* [RECORDS TO PROCESS]:
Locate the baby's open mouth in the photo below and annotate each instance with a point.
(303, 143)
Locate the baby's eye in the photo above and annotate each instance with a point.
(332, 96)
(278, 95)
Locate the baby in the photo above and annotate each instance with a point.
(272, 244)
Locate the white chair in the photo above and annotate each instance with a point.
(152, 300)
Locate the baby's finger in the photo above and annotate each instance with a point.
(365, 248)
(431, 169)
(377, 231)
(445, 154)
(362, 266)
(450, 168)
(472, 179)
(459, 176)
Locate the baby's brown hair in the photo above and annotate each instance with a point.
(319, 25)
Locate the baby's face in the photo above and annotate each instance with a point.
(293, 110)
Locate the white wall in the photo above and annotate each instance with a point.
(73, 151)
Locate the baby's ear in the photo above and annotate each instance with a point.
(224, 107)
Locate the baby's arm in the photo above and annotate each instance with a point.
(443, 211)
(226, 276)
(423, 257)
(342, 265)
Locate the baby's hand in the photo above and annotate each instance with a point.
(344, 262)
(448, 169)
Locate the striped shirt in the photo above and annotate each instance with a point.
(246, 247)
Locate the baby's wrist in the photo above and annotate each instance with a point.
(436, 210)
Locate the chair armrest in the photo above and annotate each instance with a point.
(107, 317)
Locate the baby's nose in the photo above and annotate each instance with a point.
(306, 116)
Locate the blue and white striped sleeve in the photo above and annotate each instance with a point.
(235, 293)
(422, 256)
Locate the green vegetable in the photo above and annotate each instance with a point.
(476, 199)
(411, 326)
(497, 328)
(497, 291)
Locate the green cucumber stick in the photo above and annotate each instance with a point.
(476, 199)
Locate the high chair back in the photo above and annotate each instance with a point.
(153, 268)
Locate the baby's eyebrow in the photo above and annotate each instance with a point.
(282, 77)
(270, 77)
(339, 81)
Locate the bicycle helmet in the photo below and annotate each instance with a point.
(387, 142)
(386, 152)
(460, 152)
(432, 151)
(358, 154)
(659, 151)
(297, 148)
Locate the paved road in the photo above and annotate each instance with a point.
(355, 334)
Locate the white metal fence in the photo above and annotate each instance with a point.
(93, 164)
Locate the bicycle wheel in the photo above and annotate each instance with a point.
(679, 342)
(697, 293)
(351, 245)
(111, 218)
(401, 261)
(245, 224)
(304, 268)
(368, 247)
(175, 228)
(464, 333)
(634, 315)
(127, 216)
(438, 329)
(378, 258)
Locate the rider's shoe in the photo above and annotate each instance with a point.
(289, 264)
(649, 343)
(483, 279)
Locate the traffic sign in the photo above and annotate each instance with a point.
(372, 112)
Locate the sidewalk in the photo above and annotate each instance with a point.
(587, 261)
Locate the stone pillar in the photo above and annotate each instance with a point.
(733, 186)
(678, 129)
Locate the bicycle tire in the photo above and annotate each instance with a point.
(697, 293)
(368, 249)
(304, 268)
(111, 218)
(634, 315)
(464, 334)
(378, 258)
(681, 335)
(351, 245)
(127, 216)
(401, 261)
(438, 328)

* [YOUR ASSIGNMENT]: Write out every line of the material again, exactly as it reads.

* [ANSWER SPACE]:
Locate the baby's open mouth in the photo below and annotate each instance with a point.
(303, 143)
Locate the baby's eye in the photo above and annotate each instance with a point.
(332, 96)
(278, 95)
Locate the baby in the photo above and annotate each instance with a point.
(272, 244)
Locate the white chair in the photo above and annotate each instance with a point.
(152, 300)
Locate the baby's finger in the photo above and annotate each instance with a point.
(365, 248)
(431, 169)
(377, 231)
(445, 154)
(362, 266)
(450, 168)
(472, 179)
(459, 176)
Locate the baby's brown hair in the photo above and annotate each instance with a point.
(319, 25)
Locate the baby's face in the photo above and annotate each instance with a point.
(293, 110)
Locate the white wall in the photo above and annotate each instance with a point.
(73, 151)
Locate the baby's ear in the photo above and annotate each instance with a point.
(224, 107)
Locate the baby's arm in the photo above and annotate each instance with a point.
(443, 211)
(226, 276)
(423, 257)
(342, 265)
Locate the baby's hand in the photo above and annotate each instance with a point.
(344, 262)
(448, 169)
Locate the striped shirt in the photo above and annotate each instance with a point.
(246, 247)
Locate the baby's wrist in the photo above and annotate each instance with a point.
(436, 210)
Locate the chair armrest in the photo above and annotate each instance with a point.
(107, 317)
Locate the baby's nose in the photo above and annotate each instance with a point.
(306, 116)
Locate the blue and white striped sleeve in the photo above and annotate each instance with a point.
(235, 293)
(422, 256)
Locate the green vegetable in the photo above and annotate each instance with a point.
(476, 199)
(411, 326)
(497, 328)
(497, 291)
Locate the green cucumber stick in the photo above and annotate each instance with a point.
(476, 199)
Locate the high chair back in the photo above and annotate each instance with a point.
(153, 268)
Locate the baby's eyebrow in the photo above and annotate each instance with a point.
(282, 77)
(270, 77)
(339, 81)
Locate the bicycle helmet in the photo below and annotate each instance with a point.
(387, 142)
(386, 152)
(460, 152)
(432, 151)
(358, 154)
(659, 151)
(297, 148)
Locate the paved road in the photo above and annotate each instance with a point.
(355, 334)
Locate the white metal fence in the photo above and annotate each instance with a point.
(93, 164)
Locate the bicycle wheel in the photo above and annotate each instance with a point.
(679, 342)
(697, 293)
(351, 245)
(111, 218)
(401, 261)
(245, 224)
(304, 268)
(368, 247)
(175, 228)
(464, 333)
(634, 315)
(127, 216)
(438, 329)
(378, 258)
Locate the rider's shoe in the photo above and annotate each instance with a point.
(289, 264)
(649, 343)
(483, 279)
Locate the traffic sign in the photo above and annotate each instance with a point.
(372, 112)
Locate the sidewalk in the photo above and annotate each instance with a point.
(587, 261)
Locate the stone pillar in the photo above and annotate each instance with a point.
(733, 186)
(678, 129)
Locate the bicycle tire in the photo above and annotate each instance with a point.
(697, 293)
(368, 249)
(304, 268)
(111, 218)
(634, 315)
(464, 334)
(378, 258)
(681, 335)
(351, 245)
(127, 216)
(401, 261)
(438, 328)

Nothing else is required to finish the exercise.